▶ _SHORT PROBLEM 1_: In the article on restaurants serving Thanksgiving dinner, who is identified as the general manager of Buca di Beppo?

Area Restaurants Bank on the Bird for Thanksgiving, but with Differing Holiday Menus

Honey glazed ham from Claddagh Irish Pub.

The world is a fast-changing place, moving from horse and carriage toward electric and self-driving vehicles in barely a century, from tin cans on strings to cell phones and Pokémon Go. The American experience constantly morphs, but Thanksgiving dinner and its staple turkey, stuffing and cranberry combo has remained unchanged.

Restaurants are embracing the opportunity to provide a family tradition minus the prep work and cleanup, serving traditional Thanksgiving dinners where no one has to carve the bird or mangle that first piece of pie.

Roughly a decade ago, Craig Rebers, owner of Roasted Pear, saw a changing tide for the holiday—not in cuisine, but setting. “Families are broken out further, it’s harder to get a bunch of people together,” he says. “Nobody has to clean the house, cook all day, sit down to eat, and re-clean the house,” if they come to a restaurant, he says. After verifying that staff could work the holiday, it’s become an annual tradition both for Roasted Pear and also for the families who return year after year. Like Mother’s Day and Easter, Thanksgiving has moved toward a buffet set-up where reservations are recommended.

To measure the impact of the bird on diner’s minds, look no further than the Italian restaurant Buca di Beppo. “People don’t want spaghetti and meatballs for Thanksgiving,” admits general manager Michael Kielkucki. “You want to cater to the general public’s cravings for that day.”

Turkey leads the charge, but it’s not stopping restauranteurs from extending the Thanksgiving theme in new directions, whether by adding a unique twist to a beloved tradition or forgoing the whole concept.

▶ _ENTRIES PROVIDED_:
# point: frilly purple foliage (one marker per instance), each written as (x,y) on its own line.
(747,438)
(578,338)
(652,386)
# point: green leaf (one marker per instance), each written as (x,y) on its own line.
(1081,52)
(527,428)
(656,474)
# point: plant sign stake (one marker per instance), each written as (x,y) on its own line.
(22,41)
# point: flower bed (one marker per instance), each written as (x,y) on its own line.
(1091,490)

---

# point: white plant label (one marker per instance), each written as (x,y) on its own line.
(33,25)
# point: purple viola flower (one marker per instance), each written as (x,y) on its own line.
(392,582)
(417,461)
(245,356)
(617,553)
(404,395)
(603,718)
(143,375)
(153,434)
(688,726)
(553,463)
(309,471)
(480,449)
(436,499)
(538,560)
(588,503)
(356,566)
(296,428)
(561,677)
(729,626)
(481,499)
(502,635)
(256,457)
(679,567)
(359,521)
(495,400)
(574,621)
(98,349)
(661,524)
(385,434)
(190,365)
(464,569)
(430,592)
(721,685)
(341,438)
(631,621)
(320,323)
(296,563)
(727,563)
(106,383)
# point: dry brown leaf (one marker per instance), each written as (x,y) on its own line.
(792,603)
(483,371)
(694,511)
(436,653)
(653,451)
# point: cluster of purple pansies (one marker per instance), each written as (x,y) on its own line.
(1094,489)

* * *

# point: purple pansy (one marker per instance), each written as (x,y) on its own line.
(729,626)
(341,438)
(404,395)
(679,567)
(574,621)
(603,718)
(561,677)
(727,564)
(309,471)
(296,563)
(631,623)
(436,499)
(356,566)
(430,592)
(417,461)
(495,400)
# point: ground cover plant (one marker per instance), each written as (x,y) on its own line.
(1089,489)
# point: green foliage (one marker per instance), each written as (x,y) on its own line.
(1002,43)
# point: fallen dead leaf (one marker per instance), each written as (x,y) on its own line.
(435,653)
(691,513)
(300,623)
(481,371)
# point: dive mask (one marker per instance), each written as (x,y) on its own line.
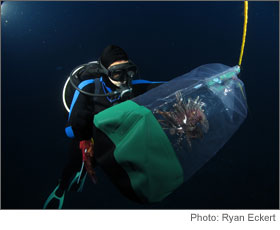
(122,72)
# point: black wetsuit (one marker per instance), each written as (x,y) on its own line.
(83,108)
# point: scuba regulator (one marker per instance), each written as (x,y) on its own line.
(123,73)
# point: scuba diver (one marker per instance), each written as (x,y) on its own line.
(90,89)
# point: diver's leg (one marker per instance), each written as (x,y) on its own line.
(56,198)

▶ _SHORT PROBLEM 2_: Report every line of the listing above that contains the string "diver", treating uppercase and lowercase letters as distinct.

▶ _WRITTEN ANSWER 1_: Michael Kielkucki

▶ _WRITTEN ANSWER 2_:
# point: scuba diver (one marker per instance), each written as (x,y) on its own line.
# point: diver's leg (one marker per instance), each written as (x,y) on its own line.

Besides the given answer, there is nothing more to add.